[Aim of the exercise] Rewrite the lines of the records below as a numbered list, omitting blank lines and leaving out the pictures.

[Provided data]
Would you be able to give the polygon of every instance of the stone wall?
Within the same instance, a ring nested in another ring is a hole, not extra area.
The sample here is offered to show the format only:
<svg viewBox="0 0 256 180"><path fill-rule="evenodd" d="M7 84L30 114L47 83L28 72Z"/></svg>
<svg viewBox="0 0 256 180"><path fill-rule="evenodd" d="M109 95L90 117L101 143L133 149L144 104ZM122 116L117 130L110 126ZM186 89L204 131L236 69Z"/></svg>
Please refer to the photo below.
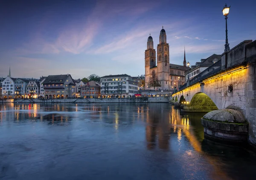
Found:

[Task solution]
1. Would you be able to give the polygon of every instance of the stone wall?
2. Within the same instance, a ring nested in another ring is a hole, not extra area.
3. The sample here is offered to show the format only:
4. <svg viewBox="0 0 256 180"><path fill-rule="evenodd" d="M7 84L30 114L47 83L28 72Z"/></svg>
5. <svg viewBox="0 0 256 180"><path fill-rule="evenodd" d="M109 95L90 117L101 143L133 149L144 104ZM122 116L117 130L110 126ZM186 89L204 131L236 69Z"/></svg>
6. Please refer to the photo below.
7. Found:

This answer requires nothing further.